— BEGIN Material —
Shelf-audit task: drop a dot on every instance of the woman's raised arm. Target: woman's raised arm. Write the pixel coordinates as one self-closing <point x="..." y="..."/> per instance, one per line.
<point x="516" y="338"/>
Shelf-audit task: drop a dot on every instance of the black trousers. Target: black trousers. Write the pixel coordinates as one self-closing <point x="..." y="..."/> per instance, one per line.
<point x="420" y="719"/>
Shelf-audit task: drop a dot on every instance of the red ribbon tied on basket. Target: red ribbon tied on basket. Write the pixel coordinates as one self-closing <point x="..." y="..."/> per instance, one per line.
— END Material —
— BEGIN Material —
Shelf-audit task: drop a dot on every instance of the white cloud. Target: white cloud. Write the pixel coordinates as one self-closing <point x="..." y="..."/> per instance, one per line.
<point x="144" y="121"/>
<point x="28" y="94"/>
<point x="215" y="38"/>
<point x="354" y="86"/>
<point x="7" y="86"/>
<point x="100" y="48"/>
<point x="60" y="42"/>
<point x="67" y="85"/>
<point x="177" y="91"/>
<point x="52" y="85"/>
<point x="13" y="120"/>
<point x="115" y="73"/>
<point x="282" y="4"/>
— END Material —
— BEGIN Material —
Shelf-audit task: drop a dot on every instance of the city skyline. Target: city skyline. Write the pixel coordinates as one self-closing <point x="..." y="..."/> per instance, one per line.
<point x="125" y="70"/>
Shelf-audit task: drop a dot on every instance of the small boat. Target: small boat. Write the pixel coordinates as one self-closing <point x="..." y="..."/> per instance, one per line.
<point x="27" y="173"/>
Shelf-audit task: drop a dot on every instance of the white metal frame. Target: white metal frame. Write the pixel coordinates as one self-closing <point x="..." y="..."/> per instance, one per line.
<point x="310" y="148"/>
— END Material —
Written exercise
Rewrite every line starting at the one that contains "Shelf-audit task: drop a dot on every instance of the woman's" and ending at the one that contains "Shelf-audit task: drop a dot on every instance of the red". Multiply each x and y coordinate in the point tags by 0.6 and round to whole numbers, with halves rounded up.

Written solution
Shelf-audit task: drop a dot on every instance of the woman's raised arm. Target: woman's raised arm. Write the pixel coordinates as one self-closing <point x="..." y="..."/> per instance, one per line.
<point x="310" y="203"/>
Shelf-audit task: drop a dot on every instance of the black trousers. Target: black trousers. Write the pixel coordinates as one self-closing <point x="..." y="..."/> per instance, one per line.
<point x="252" y="431"/>
Shelf-audit task: drop a dot on every instance of the red ribbon tied on basket. Target: red ribbon tied on basket. Write the pixel coordinates as one self-closing <point x="..." y="..."/> per instance, one per line.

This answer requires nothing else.